**Task to carry out:** Every record that follows must be returned word for word.

**The input:**
=====

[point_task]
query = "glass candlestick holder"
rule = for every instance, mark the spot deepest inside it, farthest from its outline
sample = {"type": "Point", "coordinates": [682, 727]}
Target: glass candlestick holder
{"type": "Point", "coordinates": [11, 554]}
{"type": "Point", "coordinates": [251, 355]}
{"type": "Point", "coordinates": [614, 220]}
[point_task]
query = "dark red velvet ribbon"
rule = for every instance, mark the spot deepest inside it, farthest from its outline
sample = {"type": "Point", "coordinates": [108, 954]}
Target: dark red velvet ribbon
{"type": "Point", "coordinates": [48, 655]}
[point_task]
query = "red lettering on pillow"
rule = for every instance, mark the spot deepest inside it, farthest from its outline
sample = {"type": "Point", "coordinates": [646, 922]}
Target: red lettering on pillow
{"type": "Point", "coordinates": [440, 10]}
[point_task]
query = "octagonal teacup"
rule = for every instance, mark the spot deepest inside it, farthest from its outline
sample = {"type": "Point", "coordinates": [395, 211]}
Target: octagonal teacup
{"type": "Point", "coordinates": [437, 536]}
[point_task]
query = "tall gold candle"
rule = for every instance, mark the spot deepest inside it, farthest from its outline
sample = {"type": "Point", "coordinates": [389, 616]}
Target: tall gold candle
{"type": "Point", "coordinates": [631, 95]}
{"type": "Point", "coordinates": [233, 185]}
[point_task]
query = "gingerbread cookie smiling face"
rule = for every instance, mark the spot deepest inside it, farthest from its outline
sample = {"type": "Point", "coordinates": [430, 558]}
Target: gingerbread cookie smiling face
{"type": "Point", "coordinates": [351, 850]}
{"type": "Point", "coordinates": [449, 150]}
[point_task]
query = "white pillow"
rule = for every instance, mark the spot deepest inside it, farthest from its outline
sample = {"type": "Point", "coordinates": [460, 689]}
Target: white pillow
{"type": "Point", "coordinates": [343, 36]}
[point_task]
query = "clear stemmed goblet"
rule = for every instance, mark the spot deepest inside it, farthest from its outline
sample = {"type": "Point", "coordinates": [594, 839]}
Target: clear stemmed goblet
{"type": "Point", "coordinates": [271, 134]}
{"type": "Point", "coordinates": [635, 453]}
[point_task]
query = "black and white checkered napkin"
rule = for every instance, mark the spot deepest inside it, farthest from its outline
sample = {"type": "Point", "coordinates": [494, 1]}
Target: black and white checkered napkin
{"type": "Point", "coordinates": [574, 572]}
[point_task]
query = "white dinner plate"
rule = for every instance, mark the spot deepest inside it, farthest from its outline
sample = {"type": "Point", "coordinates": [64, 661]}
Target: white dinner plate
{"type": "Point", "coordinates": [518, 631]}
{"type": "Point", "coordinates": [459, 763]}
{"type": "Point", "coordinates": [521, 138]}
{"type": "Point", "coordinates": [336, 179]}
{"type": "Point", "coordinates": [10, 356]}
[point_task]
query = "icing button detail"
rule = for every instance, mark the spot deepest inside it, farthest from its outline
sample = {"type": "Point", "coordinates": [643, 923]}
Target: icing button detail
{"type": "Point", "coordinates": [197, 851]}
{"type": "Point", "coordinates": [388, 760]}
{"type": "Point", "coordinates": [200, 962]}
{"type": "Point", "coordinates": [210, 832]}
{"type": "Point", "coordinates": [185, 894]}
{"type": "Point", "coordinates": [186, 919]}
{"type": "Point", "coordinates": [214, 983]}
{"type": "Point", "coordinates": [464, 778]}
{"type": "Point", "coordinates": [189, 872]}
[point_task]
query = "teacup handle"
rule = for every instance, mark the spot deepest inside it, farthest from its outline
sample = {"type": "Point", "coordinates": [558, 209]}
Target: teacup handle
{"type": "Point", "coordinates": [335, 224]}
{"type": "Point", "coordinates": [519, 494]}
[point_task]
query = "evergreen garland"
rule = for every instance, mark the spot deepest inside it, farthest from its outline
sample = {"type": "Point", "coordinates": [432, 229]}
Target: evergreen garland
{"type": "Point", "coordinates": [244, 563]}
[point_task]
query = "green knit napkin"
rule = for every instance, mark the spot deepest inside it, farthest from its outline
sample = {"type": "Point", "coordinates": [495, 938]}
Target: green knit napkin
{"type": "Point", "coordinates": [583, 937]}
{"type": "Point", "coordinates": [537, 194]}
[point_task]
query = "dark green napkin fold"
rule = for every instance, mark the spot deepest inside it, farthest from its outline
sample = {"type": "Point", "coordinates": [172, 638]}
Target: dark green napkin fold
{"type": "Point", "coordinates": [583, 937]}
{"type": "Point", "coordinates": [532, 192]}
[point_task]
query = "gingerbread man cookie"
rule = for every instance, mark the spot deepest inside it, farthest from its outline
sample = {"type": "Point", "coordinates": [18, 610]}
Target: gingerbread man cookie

=====

**Problem solution:**
[point_task]
query = "glass candlestick holder"
rule = for every instance, mark the spot deepest inside it, farthest from its outline
sample = {"type": "Point", "coordinates": [682, 727]}
Target: glass candlestick holder
{"type": "Point", "coordinates": [11, 554]}
{"type": "Point", "coordinates": [251, 355]}
{"type": "Point", "coordinates": [614, 220]}
[point_task]
query = "dark red velvet ribbon"
rule = for every instance, mark the spot deepest inside it, farthest from its outline
sample = {"type": "Point", "coordinates": [108, 954]}
Target: dark red velvet ribbon
{"type": "Point", "coordinates": [48, 655]}
[point_task]
query = "red lettering on pillow"
rule = for every instance, mark the spot deepest inside it, farthest from its outline
sample = {"type": "Point", "coordinates": [646, 922]}
Target: red lettering on pillow
{"type": "Point", "coordinates": [440, 10]}
[point_task]
query = "octagonal teacup"
rule = for every instance, mark the spot deepest inside it, farthest from its outline
sample = {"type": "Point", "coordinates": [395, 211]}
Target: octagonal teacup
{"type": "Point", "coordinates": [437, 536]}
[point_task]
query = "tall gold candle"
rule = for every instance, mark the spot deepest inside it, farthest from its outline
sample = {"type": "Point", "coordinates": [389, 616]}
Target: tall gold candle
{"type": "Point", "coordinates": [631, 95]}
{"type": "Point", "coordinates": [233, 185]}
[point_task]
query = "gingerbread cookie smiling face"
rule = for every instance, mark the spot deepest inside it, farthest from its outline
sample = {"type": "Point", "coordinates": [430, 558]}
Target: gingerbread cookie smiling face
{"type": "Point", "coordinates": [351, 850]}
{"type": "Point", "coordinates": [449, 150]}
[point_task]
query = "white pillow"
rule = for every instance, mark the spot deepest inside it, farthest from its outline
sample = {"type": "Point", "coordinates": [460, 689]}
Target: white pillow
{"type": "Point", "coordinates": [343, 36]}
[point_task]
query = "clear stemmed goblet"
rule = for every instance, mark the spot deepest inside it, farthest from its outline
sample = {"type": "Point", "coordinates": [594, 839]}
Target: clear stemmed goblet
{"type": "Point", "coordinates": [271, 134]}
{"type": "Point", "coordinates": [635, 453]}
[point_task]
query = "black and white checkered napkin"
rule = for every instance, mark the spot deepest inside it, farthest from its outline
sample = {"type": "Point", "coordinates": [494, 1]}
Target: black and white checkered napkin
{"type": "Point", "coordinates": [574, 572]}
[point_task]
query = "white dinner plate"
rule = for every instance, mark the spot deepest inside it, farthest from its outline
sample = {"type": "Point", "coordinates": [64, 661]}
Target: white dinner plate
{"type": "Point", "coordinates": [518, 631]}
{"type": "Point", "coordinates": [459, 763]}
{"type": "Point", "coordinates": [521, 138]}
{"type": "Point", "coordinates": [336, 179]}
{"type": "Point", "coordinates": [10, 356]}
[point_task]
query = "icing button detail"
rule = for every instance, mark the spot deepest inside it, farthest from its outline
sample = {"type": "Point", "coordinates": [643, 923]}
Target: icing button detail
{"type": "Point", "coordinates": [197, 851]}
{"type": "Point", "coordinates": [388, 760]}
{"type": "Point", "coordinates": [200, 962]}
{"type": "Point", "coordinates": [210, 832]}
{"type": "Point", "coordinates": [185, 894]}
{"type": "Point", "coordinates": [186, 919]}
{"type": "Point", "coordinates": [214, 983]}
{"type": "Point", "coordinates": [464, 778]}
{"type": "Point", "coordinates": [189, 872]}
[point_task]
query = "teacup handle"
rule = for every instance, mark the spot deepest inside it, farthest from its outline
sample = {"type": "Point", "coordinates": [558, 209]}
Target: teacup handle
{"type": "Point", "coordinates": [335, 224]}
{"type": "Point", "coordinates": [519, 494]}
[point_task]
query = "evergreen garland"
rule = for every instance, mark the spot deepest inside it, farthest from its outline
sample = {"type": "Point", "coordinates": [432, 229]}
Target: evergreen garland
{"type": "Point", "coordinates": [244, 563]}
[point_task]
query = "green knit napkin"
rule = for every instance, mark the spot deepest inside it, farthest from its outline
sample = {"type": "Point", "coordinates": [495, 938]}
Target: green knit napkin
{"type": "Point", "coordinates": [583, 937]}
{"type": "Point", "coordinates": [537, 194]}
[point_task]
query = "dark green napkin fold"
rule = for every instance, mark the spot deepest inside it, farthest from its outline
sample = {"type": "Point", "coordinates": [172, 638]}
Target: dark green napkin fold
{"type": "Point", "coordinates": [583, 937]}
{"type": "Point", "coordinates": [532, 192]}
[point_task]
query = "gingerbread man cookie"
rule = for every instance, mark the spot deepest inside it, farthest from its outline
sample = {"type": "Point", "coordinates": [18, 610]}
Target: gingerbread man cookie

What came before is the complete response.